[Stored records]

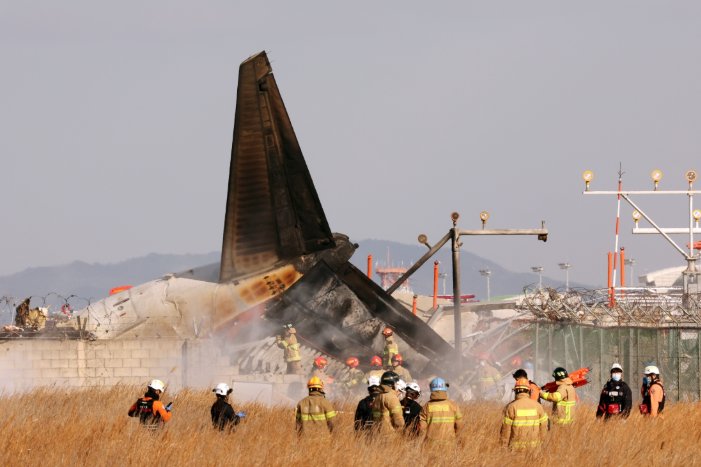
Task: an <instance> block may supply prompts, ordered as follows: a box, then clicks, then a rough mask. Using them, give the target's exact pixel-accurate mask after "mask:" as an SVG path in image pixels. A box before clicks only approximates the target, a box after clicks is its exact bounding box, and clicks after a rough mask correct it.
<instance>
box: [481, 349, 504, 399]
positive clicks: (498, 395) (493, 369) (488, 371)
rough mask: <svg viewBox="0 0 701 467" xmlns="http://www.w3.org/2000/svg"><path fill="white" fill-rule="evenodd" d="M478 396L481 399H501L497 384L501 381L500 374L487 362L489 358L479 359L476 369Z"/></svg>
mask: <svg viewBox="0 0 701 467" xmlns="http://www.w3.org/2000/svg"><path fill="white" fill-rule="evenodd" d="M477 377H478V383H479V385H478V388H479V391H478V394H479V397H480V398H481V399H501V396H502V395H503V394H499V386H498V383H499V381H500V380H501V373H500V372H499V370H497V369H496V368H495V367H494V366H493V365H492V364H491V363H490V361H489V356H487V355H481V356H480V357H479V366H478V367H477Z"/></svg>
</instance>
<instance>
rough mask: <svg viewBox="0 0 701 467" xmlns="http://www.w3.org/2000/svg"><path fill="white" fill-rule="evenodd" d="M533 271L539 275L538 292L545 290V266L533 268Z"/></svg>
mask: <svg viewBox="0 0 701 467" xmlns="http://www.w3.org/2000/svg"><path fill="white" fill-rule="evenodd" d="M531 271H533V272H537V273H538V290H543V266H531Z"/></svg>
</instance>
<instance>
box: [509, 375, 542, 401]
mask: <svg viewBox="0 0 701 467" xmlns="http://www.w3.org/2000/svg"><path fill="white" fill-rule="evenodd" d="M511 376H513V377H514V380H516V381H519V380H525V381H526V383H525V384H526V385H527V386H528V388H529V397H530V398H531V399H533V400H534V401H536V402H540V386H538V385H537V384H535V383H534V382H533V381H531V380H530V379H528V373H527V372H526V370H524V369H523V368H519V369H518V370H516V371H515V372H514V374H513V375H511Z"/></svg>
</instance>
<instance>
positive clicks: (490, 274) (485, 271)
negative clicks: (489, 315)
mask: <svg viewBox="0 0 701 467" xmlns="http://www.w3.org/2000/svg"><path fill="white" fill-rule="evenodd" d="M480 274H482V276H483V277H486V278H487V301H490V300H491V299H492V294H491V292H490V290H489V276H491V275H492V271H490V270H489V269H480Z"/></svg>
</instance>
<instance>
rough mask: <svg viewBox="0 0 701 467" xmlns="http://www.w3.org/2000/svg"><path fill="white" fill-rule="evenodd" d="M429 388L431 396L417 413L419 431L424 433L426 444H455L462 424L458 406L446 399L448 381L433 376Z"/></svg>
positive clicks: (461, 417) (455, 403) (447, 387)
mask: <svg viewBox="0 0 701 467" xmlns="http://www.w3.org/2000/svg"><path fill="white" fill-rule="evenodd" d="M429 388H430V389H431V398H430V400H429V401H428V402H427V403H426V405H424V406H423V408H422V409H421V413H420V414H419V432H420V433H425V435H426V436H425V438H424V442H426V443H427V444H437V443H450V444H455V443H456V440H457V434H458V432H459V431H460V429H461V428H462V425H463V421H462V413H461V412H460V408H459V407H458V405H457V404H456V403H455V402H454V401H451V400H450V399H448V383H446V382H445V380H444V379H443V378H433V379H432V380H431V382H430V383H429Z"/></svg>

Work required: If an entry above holds a picture, leave that picture out and print the rest exactly.

Answer for this exercise:
Task: an <instance> block may supply prompts, ordered as follows: a box, then clicks, then a rough mask. Using them, give the target's exact pixel-accurate mask after "mask:" as an SVG path in image pixels. A box before clicks only approximates the target, a box after clicks is its exact bounding box, and clicks after a rough mask correct it.
<instance>
box: [481, 349, 504, 399]
positive clicks: (498, 395) (493, 369) (488, 371)
rough mask: <svg viewBox="0 0 701 467" xmlns="http://www.w3.org/2000/svg"><path fill="white" fill-rule="evenodd" d="M478 396L481 399H501L497 384L501 381L500 374L487 362L489 358L479 359L476 369Z"/></svg>
mask: <svg viewBox="0 0 701 467" xmlns="http://www.w3.org/2000/svg"><path fill="white" fill-rule="evenodd" d="M477 377H478V383H479V385H478V388H479V391H478V394H479V397H480V398H481V399H501V396H502V395H503V394H499V386H498V383H499V381H500V380H501V373H500V372H499V370H497V369H496V368H495V367H494V366H493V365H492V364H491V363H490V361H489V356H487V355H481V356H480V357H479V366H478V367H477Z"/></svg>
</instance>
<instance>
rough mask: <svg viewBox="0 0 701 467" xmlns="http://www.w3.org/2000/svg"><path fill="white" fill-rule="evenodd" d="M533 271L539 275L538 292L545 290V266L533 268Z"/></svg>
mask: <svg viewBox="0 0 701 467" xmlns="http://www.w3.org/2000/svg"><path fill="white" fill-rule="evenodd" d="M531 271H533V272H537V273H538V290H543V266H531Z"/></svg>
</instance>
<instance>
box: [509, 375, 542, 401]
mask: <svg viewBox="0 0 701 467" xmlns="http://www.w3.org/2000/svg"><path fill="white" fill-rule="evenodd" d="M511 376H513V377H514V380H516V381H519V380H525V381H526V383H525V384H526V385H527V386H528V388H529V397H530V398H531V399H533V400H534V401H536V402H540V386H538V385H537V384H535V383H534V382H533V381H531V380H530V379H528V373H527V372H526V370H524V369H523V368H519V369H518V370H516V371H515V372H514V374H513V375H511Z"/></svg>
</instance>
<instance>
positive clicks: (490, 274) (485, 271)
negative clicks: (489, 315)
mask: <svg viewBox="0 0 701 467" xmlns="http://www.w3.org/2000/svg"><path fill="white" fill-rule="evenodd" d="M480 274H482V276H483V277H486V278H487V301H490V300H491V299H492V294H491V292H490V290H489V276H491V275H492V271H490V270H489V269H480Z"/></svg>
</instance>
<instance>
rough mask: <svg viewBox="0 0 701 467" xmlns="http://www.w3.org/2000/svg"><path fill="white" fill-rule="evenodd" d="M429 388L431 396L417 413L419 431L424 433L426 444H455L462 424L458 406L446 399L448 381L433 376Z"/></svg>
positive clicks: (461, 417) (455, 403) (447, 387)
mask: <svg viewBox="0 0 701 467" xmlns="http://www.w3.org/2000/svg"><path fill="white" fill-rule="evenodd" d="M429 388H430V389H431V398H430V400H429V401H428V402H427V403H426V405H424V406H423V408H422V409H421V413H420V414H419V432H420V433H425V435H426V436H425V438H424V442H426V443H427V444H437V443H450V444H455V443H456V440H457V434H458V432H459V431H460V429H461V428H462V425H463V421H462V413H461V412H460V408H459V407H458V405H457V404H456V403H455V402H454V401H451V400H450V399H448V383H446V382H445V380H444V379H443V378H433V379H432V380H431V382H430V383H429Z"/></svg>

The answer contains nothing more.